OBIETTIVO: Riproduci senza alcuna modifica il passo del testo estratto che va da "Un senso della" fino a "oggetti di ceramica." compreso.

TESTO ESTRATTO:
_ _ _ _ _ _ _

Un senso della bellezza che ha qualcosa a che fare con la
tradizione della lavorazione della ceramica che trova a
Santo Stefano di Camastra il suo centro, con i laboratori
degli artigiani e i numerosi negozi che vendono piatti e
vasi di tutte le forme e le dimensioni, in una mescolanza
di stili, in cui la tradizione è sempre viva, anche
nelle forme stilizzate e nei colori moderni di un artigiano
che si chiama, mi pare, Prizzi, che usa un fondo bianco
opaco su cui disegna profili di visi deformati dalla forma
stessa dell'oggetto e coi colori pastello, meno accessi
di quelli che vediamo di solito negli oggetti di ceramica.
30/07/01
Ieri ho letto il dossier che IlSole24ore ha dedicato a Genova
il 15 luglio, quando ancora non era successo nulla. Un dossier
che era una sorta di vademecum, per giornalisti, visitatori
particolari: la storia di Genova, le testimonianze di scrittori
presenti e passati - una bella pagina di Montale, poesie
di Caproni e Campana, descrizioni di Valery, Marc Twain,
Claudel - e poi l'intervento del sindaco, tutto volto a
disegnare l'immagine di una città che vuole diventare
veramente centro di cultura - nel 2004 Genova sarà
città della cultura - e rilanciare il suo ruolo di
città turistica e portuale. Guida ai musei, alla
cucina, alle pagine on-line. Un'occasione per la città
, per i cittadini. Nulla di tutto questo, poi. Neanche i
"grandi" però hanno goduto della città
rimessa a nuovo, dei suoi musei, della suggestione dei suoi
"carruggi" e del porto. Non ne avrebbero goduto
comunque, è una questione fisiologica, i "grandi"
hanno altro a cui pensare, poveri loro, nessuno spazio mentale
e di sensibilità per il bello, per le cose, per il
concreto e il quotidiano, da cui sono totalmente esclusi.
C'era una pagina del dossier, una pagina intera, dedicata
al servizio offerto, e innovato per l'occasione, di ospedali,
unità mobili di pronto soccorso, autoambulanze.
Oggi non ho comprato il giornale, il Manifesto
non esce. Sulla Sicilia, al bar, in prima pagina sempre
l'Etna e anche alla Tv splendide, "spettacolari",
immagini del cratere in piena attività e della colata,
che somigliava ai polaretti che oggi ho comprato per mia
figlia, anche se di un colore rosso brillante che nei polaretti
non c'è.
Berlusconi insiste col dire che è tutta colpa del
movimento antiglobalizzazione, violento, e della volontà
di chi avrebbe orchestrato tutto per non far cogliere il
grande significato politico del vertice. Insomma, se qualcosa
è andato storto, la colpa è del movimento
e dei vertici della polizia, nominati dal centrosinistra,
se qualcosa è andata bene, e lo asserisce solo lui,
è merito del governo. Peccato che lo dica solo lui,
e che anche in altre città europee ci sono state
manifestazioni di protesta per come le cose si sono svolte
nelle caserme e durante le manifestazioni di quei giorni.
31/07/01
Visto ieri sera all'arena Argentina un film di Bolognini
del 1960, Il bell'Antonio. Si tratta della rassegna del
lunedì dedicata ai film restaurati.

_ _ _ _ _ _ _

ESTRATTO DEI DATI:
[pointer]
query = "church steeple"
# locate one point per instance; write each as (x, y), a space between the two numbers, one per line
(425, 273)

_ _ _ _ _ _ _

SOLUZIONE QUI SOTTO:
Un senso della bellezza che ha qualcosa a che fare con la
tradizione della lavorazione della ceramica che trova a
Santo Stefano di Camastra il suo centro, con i laboratori
degli artigiani e i numerosi negozi che vendono piatti e
vasi di tutte le forme e le dimensioni, in una mescolanza
di stili, in cui la tradizione è sempre viva, anche
nelle forme stilizzate e nei colori moderni di un artigiano
che si chiama, mi pare, Prizzi, che usa un fondo bianco
opaco su cui disegna profili di visi deformati dalla forma
stessa dell'oggetto e coi colori pastello, meno accessi
di quelli che vediamo di solito negli oggetti di ceramica.